**元の記事**

★ ★ ★ ★ ★

登録:2022-03-16 10:00 修正:2022-03-16 11:09
文大統領と尹次期大統領の会合 
尹、「相手を包容するための統合」ではなく 
自分側の保守陣営の利害を代弁
次期大統領に当選した尹錫悦氏が今月15日午後、山火事の被害地域である江原道東海市の墨湖港灯台村を訪問し、地元住民たちと挨拶を交わしている=共同取材写真//ハンギョレ新聞社

 次期大統領に当選した尹錫悦(ユン・ソクヨル)氏は、文在寅大統領との最初の会合で李明博(イ・ミョンバク)元大統領の赦免を要請するという立場を公式化した。尹氏が個人不正を犯した元大統領の赦免を要求することで、自分が属する保守陣営の利害を代弁し、文大統領に赦免権の濫用を強いているという批判の声もあがっている。

 尹氏側のキム・ウンヘ報道担当は15日午前、ソウル汝矣島(ヨイド)の国民の力の党本部でブリーフィングを行い、「尹次期大統領は、李元大統領の赦免を要請するという考えを以前から堅持してきた」とし、文大統領との会合で李元大統領の赦免を建議する方針を明らかにした。尹氏の周辺の人物らも、この日一斉に李元大統領の赦免について言及した。国民の力のキム・ギヒョン院内代表は同日、ラジオ番組に出演し、「李元大統領の赦免に対し、結者解之(自分の起こした問題は自分で解決する)という次元で、文大統領がこの問題に決着をつけるべきだということを何度も述べた」と主張した。尹氏の側近であるクォン・ソンドン議員も同日「現政権が朴槿恵前大統領は赦免し、さらに高齢で量刑も低い李元大統領を赦免しなかったのはまた別の政治報復だ」とし、「これは分裂を助長するもの」と主張した。李元大統領は、自動車部品メーカーの「ダース」から252億ウォン(約24億円)を横領し、サムスンからダースの米国訴訟費用89億ウォン(約8億5千万円)を受け取った容疑で裁判にかけられ、懲役17年、罰金130億ウォン(約12億4千万円)が確定した。

★ ★ ★ ★ ★

**提供データ**
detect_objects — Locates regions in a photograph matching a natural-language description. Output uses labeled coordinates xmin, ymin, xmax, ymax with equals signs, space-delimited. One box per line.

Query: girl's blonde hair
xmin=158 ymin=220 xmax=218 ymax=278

★ ★ ★ ★ ★

**出題内容 A**
記事によると、李元大統領に確定した刑は何ですか。
**出題内容 B**
記事の「登録:2022-03-16 10:00 修正:2022-03-16」で始まり「12億4千万円)が確定した。」で終わる部分を、一字一句変えずに書き写してください。
答えは記事の内容だけをもとに出してください。

**完成解答 A**
懲役17年、罰金130億ウォン(約12億4千万円)です。

**完成解答 B**
登録:2022-03-16 10:00 修正:2022-03-16 11:09
文大統領と尹次期大統領の会合 
尹、「相手を包容するための統合」ではなく 
自分側の保守陣営の利害を代弁
次期大統領に当選した尹錫悦氏が今月15日午後、山火事の被害地域である江原道東海市の墨湖港灯台村を訪問し、地元住民たちと挨拶を交わしている=共同取材写真//ハンギョレ新聞社

 次期大統領に当選した尹錫悦(ユン・ソクヨル)氏は、文在寅大統領との最初の会合で李明博(イ・ミョンバク)元大統領の赦免を要請するという立場を公式化した。尹氏が個人不正を犯した元大統領の赦免を要求することで、自分が属する保守陣営の利害を代弁し、文大統領に赦免権の濫用を強いているという批判の声もあがっている。

 尹氏側のキム・ウンヘ報道担当は15日午前、ソウル汝矣島(ヨイド)の国民の力の党本部でブリーフィングを行い、「尹次期大統領は、李元大統領の赦免を要請するという考えを以前から堅持してきた」とし、文大統領との会合で李元大統領の赦免を建議する方針を明らかにした。尹氏の周辺の人物らも、この日一斉に李元大統領の赦免について言及した。国民の力のキム・ギヒョン院内代表は同日、ラジオ番組に出演し、「李元大統領の赦免に対し、結者解之(自分の起こした問題は自分で解決する)という次元で、文大統領がこの問題に決着をつけるべきだということを何度も述べた」と主張した。尹氏の側近であるクォン・ソンドン議員も同日「現政権が朴槿恵前大統領は赦免し、さらに高齢で量刑も低い李元大統領を赦免しなかったのはまた別の政治報復だ」とし、「これは分裂を助長するもの」と主張した。李元大統領は、自動車部品メーカーの「ダース」から252億ウォン(約24億円)を横領し、サムスンからダースの米国訴訟費用89億ウォン(約8億5千万円)を受け取った容疑で裁判にかけられ、懲役17年、罰金130億ウォン(約12億4千万円)が確定した。